#### DIRECTIONS FOR THIS TASK
Reproduce every line of the data below, changing nothing.

(Raw data)

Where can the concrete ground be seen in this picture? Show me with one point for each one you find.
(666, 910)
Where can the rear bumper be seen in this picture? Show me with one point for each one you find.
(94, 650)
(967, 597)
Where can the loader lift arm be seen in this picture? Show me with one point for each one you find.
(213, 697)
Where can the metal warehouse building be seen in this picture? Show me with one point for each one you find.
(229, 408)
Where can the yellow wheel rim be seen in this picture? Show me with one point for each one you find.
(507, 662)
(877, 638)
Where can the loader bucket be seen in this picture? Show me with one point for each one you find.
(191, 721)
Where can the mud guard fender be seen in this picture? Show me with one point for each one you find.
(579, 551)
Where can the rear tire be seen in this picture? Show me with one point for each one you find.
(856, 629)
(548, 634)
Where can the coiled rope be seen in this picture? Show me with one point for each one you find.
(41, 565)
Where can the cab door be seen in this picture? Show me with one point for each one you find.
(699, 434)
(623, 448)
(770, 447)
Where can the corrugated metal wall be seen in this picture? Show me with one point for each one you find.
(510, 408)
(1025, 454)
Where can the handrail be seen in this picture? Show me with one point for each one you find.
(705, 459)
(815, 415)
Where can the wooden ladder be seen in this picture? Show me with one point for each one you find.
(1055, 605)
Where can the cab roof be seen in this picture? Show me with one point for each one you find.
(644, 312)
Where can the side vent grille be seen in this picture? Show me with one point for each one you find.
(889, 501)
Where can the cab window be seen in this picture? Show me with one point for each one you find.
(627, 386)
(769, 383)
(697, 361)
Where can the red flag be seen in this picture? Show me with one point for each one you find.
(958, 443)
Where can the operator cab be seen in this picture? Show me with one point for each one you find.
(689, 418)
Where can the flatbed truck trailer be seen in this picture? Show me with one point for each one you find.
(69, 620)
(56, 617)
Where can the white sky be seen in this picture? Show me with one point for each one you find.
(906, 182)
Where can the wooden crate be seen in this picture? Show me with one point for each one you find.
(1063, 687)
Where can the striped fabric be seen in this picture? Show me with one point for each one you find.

#### ANSWER
Where can the concrete ground be seen in this picture? Show me with one point for each one you find.
(666, 910)
Where can the rear bumper be seen in this picture? Show me with one point for each one you find.
(94, 650)
(967, 597)
Where can the loader lift arm be seen in this picture? Show me with one point for each one you find.
(213, 697)
Where can the metal warehouse building be seen in this picture? Show me with one point for each one you find.
(229, 408)
Where can the yellow wheel rim be seen in this picture? Show me with one point for each one you find.
(507, 662)
(877, 638)
Where can the loader bucket be seen in this picture? Show me with one point for each one you find.
(191, 721)
Where can the mud guard fender be seen in this picture? Show me with one point for each one you find.
(579, 551)
Where can the rear tire be seen in this picture? Show me with one point for each one you find.
(856, 629)
(548, 634)
Where can the coiled rope be seen in this picture? Show me with one point for each one you find.
(41, 565)
Where can the cab door be seen in this picture? Show me with one point for each one you find.
(699, 434)
(623, 448)
(770, 447)
Where can the corrugated metal wall be seen in this picture? Show me with one point for each one you find.
(510, 408)
(1025, 454)
Where can the handrail be seen in this picture? Show me with one point for each one you find.
(705, 459)
(815, 415)
Where can the wooden ladder be seen in this picture? Show me with one point for each one you find.
(1055, 605)
Where can the cab roof be seen in this picture? Show me with one point for each one you find.
(644, 312)
Where can the side vent grille be seen in this picture? Show me with one point for each one you find.
(889, 501)
Where can the cab window be seen in this picture? Show me with one point for each one you find.
(627, 386)
(769, 383)
(697, 361)
Where can the red flag be seen in this picture? Show me with one point for each one you find.
(958, 443)
Where can the operator cab be seen in this picture? Show me with one point for each one you find.
(689, 418)
Where can the flatbed truck trailer be seen in this picture? Show me with one point for each one you find.
(69, 620)
(56, 617)
Where can the white sky be seen in this picture? Show me with one point for each one you find.
(906, 182)
Where can the wooden crate be seen in this picture? Show me with one point for each one you find.
(1063, 687)
Where can the striped fabric be seen in this picture? Show me with one point for each one you find.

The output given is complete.